> [The task]:
All records below are to be duplicated exactly, with every picture excluded.

> [Material supplied]:
____

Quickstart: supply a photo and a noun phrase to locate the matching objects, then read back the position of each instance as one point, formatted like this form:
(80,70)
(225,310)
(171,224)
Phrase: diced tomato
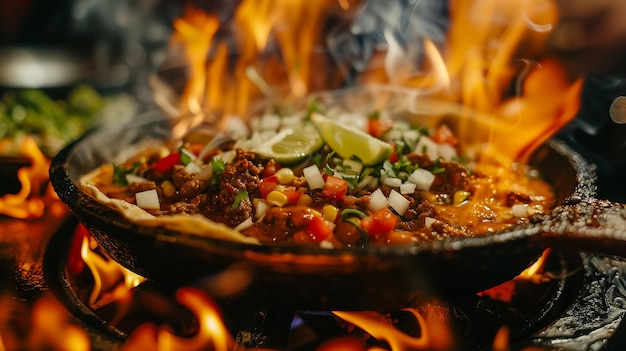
(318,229)
(166,163)
(377,126)
(195,148)
(335,188)
(443,135)
(266,185)
(270,168)
(380,222)
(292,195)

____

> [Response]:
Quickstart: supply a photo and a noun phrase to locate the matching objects, then read back the position of each instance as one point, formatted like this form:
(80,70)
(225,310)
(171,224)
Phrase: diced tomato
(318,229)
(166,163)
(377,126)
(195,148)
(335,188)
(443,135)
(266,185)
(270,168)
(380,222)
(292,195)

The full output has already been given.